--- START Data shown ---
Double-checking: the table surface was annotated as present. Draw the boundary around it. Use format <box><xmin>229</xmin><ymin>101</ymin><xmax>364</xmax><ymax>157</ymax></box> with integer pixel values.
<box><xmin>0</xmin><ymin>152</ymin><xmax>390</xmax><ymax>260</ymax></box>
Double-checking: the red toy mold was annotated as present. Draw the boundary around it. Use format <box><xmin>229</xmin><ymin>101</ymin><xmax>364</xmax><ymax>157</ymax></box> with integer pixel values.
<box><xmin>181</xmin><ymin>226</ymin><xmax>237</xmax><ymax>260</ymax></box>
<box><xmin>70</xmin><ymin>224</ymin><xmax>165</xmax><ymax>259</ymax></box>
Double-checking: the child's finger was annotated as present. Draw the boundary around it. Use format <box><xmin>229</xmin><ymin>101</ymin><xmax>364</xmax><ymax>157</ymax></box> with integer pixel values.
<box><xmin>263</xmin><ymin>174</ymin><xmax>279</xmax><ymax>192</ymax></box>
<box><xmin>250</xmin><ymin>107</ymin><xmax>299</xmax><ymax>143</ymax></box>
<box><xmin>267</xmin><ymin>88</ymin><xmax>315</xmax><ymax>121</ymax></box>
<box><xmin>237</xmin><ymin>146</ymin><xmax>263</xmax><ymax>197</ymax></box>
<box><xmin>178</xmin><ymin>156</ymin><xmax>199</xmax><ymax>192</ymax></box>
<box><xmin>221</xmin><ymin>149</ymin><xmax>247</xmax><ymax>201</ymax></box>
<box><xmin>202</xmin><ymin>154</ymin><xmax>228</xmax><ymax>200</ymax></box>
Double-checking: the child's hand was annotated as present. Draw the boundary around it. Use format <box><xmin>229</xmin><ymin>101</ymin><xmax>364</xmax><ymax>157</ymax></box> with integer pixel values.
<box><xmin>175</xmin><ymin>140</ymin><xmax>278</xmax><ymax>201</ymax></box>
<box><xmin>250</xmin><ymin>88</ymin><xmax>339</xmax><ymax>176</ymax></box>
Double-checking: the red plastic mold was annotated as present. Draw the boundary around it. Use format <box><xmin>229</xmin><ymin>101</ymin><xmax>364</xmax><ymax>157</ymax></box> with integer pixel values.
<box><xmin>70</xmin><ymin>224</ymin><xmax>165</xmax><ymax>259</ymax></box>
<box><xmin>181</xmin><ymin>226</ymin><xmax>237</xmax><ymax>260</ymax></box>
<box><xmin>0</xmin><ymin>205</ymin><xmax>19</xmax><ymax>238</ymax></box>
--- END Data shown ---
**Given problem:**
Identify every line in the data above that contains the word "mold" and copy each of those lines in full.

**Response to the exercise:**
Double-checking: the red toy mold was annotated as present. Draw the boundary around it. Use format <box><xmin>229</xmin><ymin>101</ymin><xmax>364</xmax><ymax>157</ymax></box> with integer pixel values.
Double-checking: the red plastic mold was annotated as present. Draw the boundary around it. Use format <box><xmin>229</xmin><ymin>101</ymin><xmax>364</xmax><ymax>157</ymax></box> with integer pixel values.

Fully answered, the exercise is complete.